[BEGIN]
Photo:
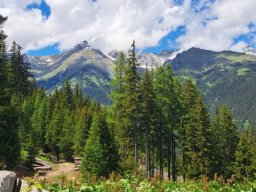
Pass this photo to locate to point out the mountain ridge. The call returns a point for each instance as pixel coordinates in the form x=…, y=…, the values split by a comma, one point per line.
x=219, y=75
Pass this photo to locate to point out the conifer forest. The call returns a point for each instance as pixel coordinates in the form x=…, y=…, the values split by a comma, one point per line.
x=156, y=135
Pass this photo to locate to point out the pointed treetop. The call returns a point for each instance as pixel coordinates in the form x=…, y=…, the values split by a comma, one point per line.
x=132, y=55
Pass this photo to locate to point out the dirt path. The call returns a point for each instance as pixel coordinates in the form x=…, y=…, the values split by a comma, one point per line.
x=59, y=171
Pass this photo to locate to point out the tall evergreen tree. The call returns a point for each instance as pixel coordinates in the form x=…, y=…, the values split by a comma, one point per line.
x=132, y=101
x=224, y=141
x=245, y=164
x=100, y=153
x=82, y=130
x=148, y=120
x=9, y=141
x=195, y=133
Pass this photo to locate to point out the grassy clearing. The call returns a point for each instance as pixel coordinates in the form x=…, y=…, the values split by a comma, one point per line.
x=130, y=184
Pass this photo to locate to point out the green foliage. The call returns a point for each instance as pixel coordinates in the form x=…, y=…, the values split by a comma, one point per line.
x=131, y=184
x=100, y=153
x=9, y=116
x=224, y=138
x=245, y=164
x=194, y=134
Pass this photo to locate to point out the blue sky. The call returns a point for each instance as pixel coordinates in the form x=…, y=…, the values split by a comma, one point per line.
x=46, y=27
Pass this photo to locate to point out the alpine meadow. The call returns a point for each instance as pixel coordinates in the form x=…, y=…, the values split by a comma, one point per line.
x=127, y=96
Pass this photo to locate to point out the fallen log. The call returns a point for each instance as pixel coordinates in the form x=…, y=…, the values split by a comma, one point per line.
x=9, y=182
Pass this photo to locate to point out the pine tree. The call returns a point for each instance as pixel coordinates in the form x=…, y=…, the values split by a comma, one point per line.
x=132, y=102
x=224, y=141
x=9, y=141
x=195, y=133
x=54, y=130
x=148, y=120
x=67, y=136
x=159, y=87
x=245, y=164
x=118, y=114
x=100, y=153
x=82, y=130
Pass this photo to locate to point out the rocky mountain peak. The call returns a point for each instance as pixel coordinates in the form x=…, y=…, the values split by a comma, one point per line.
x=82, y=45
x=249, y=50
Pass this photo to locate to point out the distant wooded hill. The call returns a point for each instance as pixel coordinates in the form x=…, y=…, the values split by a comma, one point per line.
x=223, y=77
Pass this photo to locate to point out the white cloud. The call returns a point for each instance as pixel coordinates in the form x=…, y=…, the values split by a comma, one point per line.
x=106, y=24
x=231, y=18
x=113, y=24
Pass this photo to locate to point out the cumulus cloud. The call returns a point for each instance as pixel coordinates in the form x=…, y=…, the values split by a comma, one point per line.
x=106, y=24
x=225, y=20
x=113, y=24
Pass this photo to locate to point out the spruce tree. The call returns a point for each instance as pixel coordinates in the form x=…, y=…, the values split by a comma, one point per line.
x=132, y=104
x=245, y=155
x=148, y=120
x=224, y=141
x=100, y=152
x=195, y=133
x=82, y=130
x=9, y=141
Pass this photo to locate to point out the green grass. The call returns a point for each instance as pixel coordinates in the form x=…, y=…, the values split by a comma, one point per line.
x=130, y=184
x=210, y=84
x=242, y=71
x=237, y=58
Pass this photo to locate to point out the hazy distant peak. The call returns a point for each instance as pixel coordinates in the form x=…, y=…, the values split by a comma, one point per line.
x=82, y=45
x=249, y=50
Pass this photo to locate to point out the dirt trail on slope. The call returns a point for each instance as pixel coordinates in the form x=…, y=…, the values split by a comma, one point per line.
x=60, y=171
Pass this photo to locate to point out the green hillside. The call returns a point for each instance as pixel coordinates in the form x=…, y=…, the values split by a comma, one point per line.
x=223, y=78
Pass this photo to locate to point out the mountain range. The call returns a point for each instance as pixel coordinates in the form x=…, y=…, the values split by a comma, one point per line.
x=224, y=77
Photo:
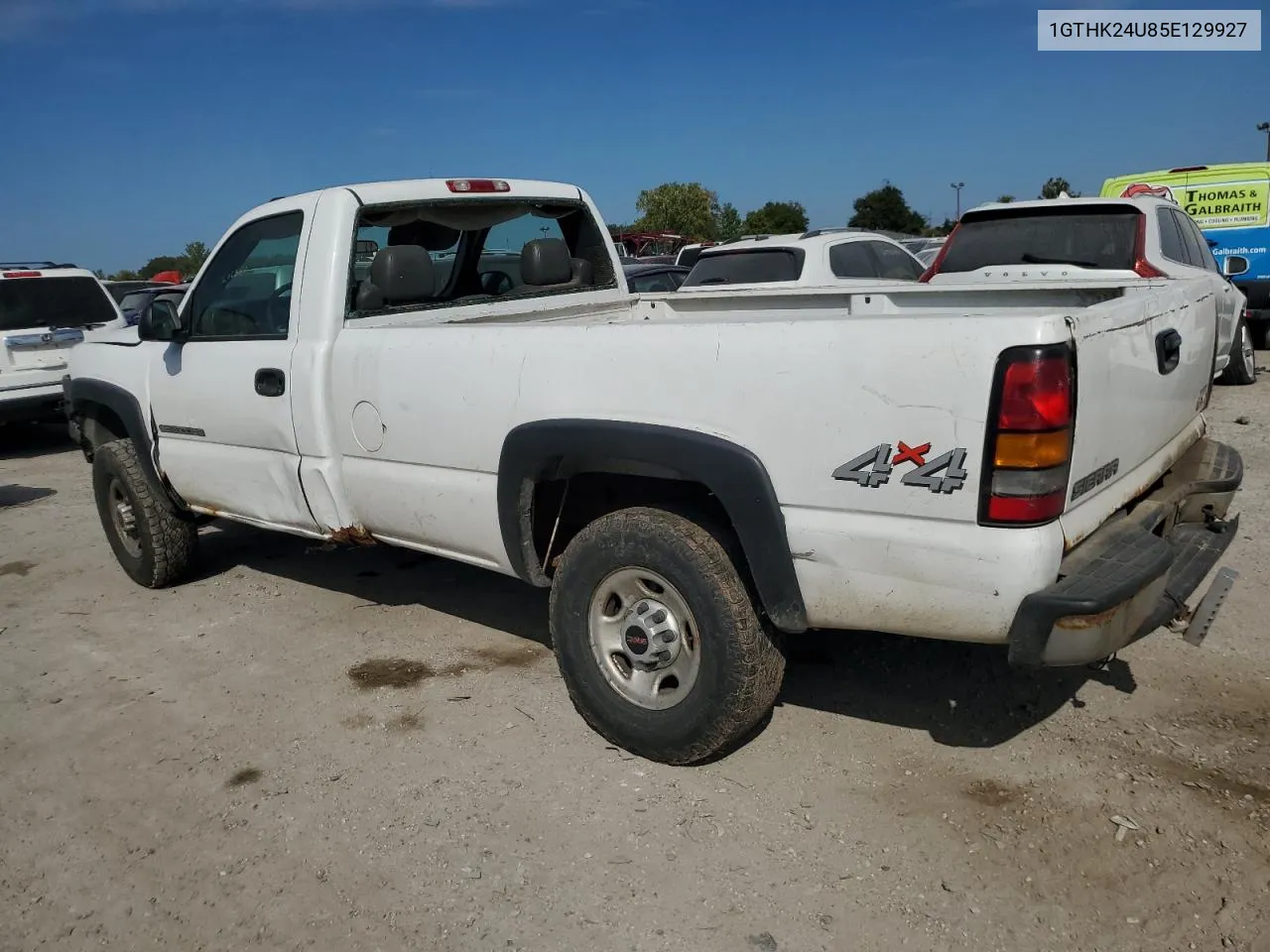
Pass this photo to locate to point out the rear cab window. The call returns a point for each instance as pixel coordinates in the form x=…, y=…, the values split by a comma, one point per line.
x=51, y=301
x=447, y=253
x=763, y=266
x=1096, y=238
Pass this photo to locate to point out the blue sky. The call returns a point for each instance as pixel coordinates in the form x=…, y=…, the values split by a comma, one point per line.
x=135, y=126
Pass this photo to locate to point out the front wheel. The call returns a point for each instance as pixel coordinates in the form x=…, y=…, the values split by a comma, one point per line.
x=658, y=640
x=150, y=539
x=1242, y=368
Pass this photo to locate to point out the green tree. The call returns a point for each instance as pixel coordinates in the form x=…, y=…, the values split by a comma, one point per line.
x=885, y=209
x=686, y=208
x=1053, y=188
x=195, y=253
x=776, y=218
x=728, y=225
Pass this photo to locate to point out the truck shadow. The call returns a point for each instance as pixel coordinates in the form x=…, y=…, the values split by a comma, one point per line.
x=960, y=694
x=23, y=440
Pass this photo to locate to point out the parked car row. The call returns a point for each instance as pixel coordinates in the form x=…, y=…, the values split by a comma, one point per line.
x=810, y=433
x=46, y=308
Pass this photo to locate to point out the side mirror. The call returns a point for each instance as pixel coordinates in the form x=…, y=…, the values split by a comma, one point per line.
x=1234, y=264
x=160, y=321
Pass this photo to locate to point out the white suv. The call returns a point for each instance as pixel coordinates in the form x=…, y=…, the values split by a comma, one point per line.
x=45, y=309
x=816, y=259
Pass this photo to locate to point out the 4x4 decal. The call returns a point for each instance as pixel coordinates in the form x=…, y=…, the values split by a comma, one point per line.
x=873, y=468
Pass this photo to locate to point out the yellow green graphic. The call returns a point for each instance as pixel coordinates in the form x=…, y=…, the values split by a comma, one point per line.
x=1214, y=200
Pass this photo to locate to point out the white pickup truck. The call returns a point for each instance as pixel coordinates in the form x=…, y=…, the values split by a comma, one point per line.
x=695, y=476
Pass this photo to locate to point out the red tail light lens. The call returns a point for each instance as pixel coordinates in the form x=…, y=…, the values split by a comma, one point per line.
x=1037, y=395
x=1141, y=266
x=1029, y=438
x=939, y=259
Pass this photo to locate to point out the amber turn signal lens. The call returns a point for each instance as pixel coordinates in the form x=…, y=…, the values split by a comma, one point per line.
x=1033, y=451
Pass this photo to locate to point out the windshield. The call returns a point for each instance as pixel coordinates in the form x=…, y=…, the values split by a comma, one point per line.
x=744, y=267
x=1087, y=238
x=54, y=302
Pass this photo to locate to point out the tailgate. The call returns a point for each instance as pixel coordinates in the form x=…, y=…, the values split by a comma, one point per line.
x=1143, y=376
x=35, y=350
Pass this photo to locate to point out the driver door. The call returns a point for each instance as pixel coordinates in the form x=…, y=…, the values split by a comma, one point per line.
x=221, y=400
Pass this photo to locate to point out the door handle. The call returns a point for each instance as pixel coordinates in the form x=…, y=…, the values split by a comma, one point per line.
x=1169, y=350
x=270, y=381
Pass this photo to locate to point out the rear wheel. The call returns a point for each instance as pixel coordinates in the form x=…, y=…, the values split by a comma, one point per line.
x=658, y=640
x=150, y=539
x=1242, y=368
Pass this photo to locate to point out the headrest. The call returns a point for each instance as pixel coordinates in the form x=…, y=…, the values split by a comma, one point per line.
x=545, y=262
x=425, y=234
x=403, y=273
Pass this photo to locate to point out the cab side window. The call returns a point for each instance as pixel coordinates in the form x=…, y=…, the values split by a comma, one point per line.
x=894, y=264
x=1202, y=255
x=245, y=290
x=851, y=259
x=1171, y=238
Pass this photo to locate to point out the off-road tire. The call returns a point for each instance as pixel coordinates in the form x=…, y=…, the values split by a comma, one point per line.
[END]
Reproduce verbatim the records from their beginning through the line containing "x=156, y=135", including that line, and omit the picture from your reproduction.

Reply:
Photo:
Pass this photo to locate to point out the mountain ridge. The call returns a point for each instance as pixel coordinates in the form x=…, y=…, the values split by a comma, one point per line.
x=219, y=75
Pass this photo to locate to point out the conifer forest. The call returns a point for each instance as pixel coordinates in the form x=…, y=…, the values split by a comma, one point per line.
x=156, y=135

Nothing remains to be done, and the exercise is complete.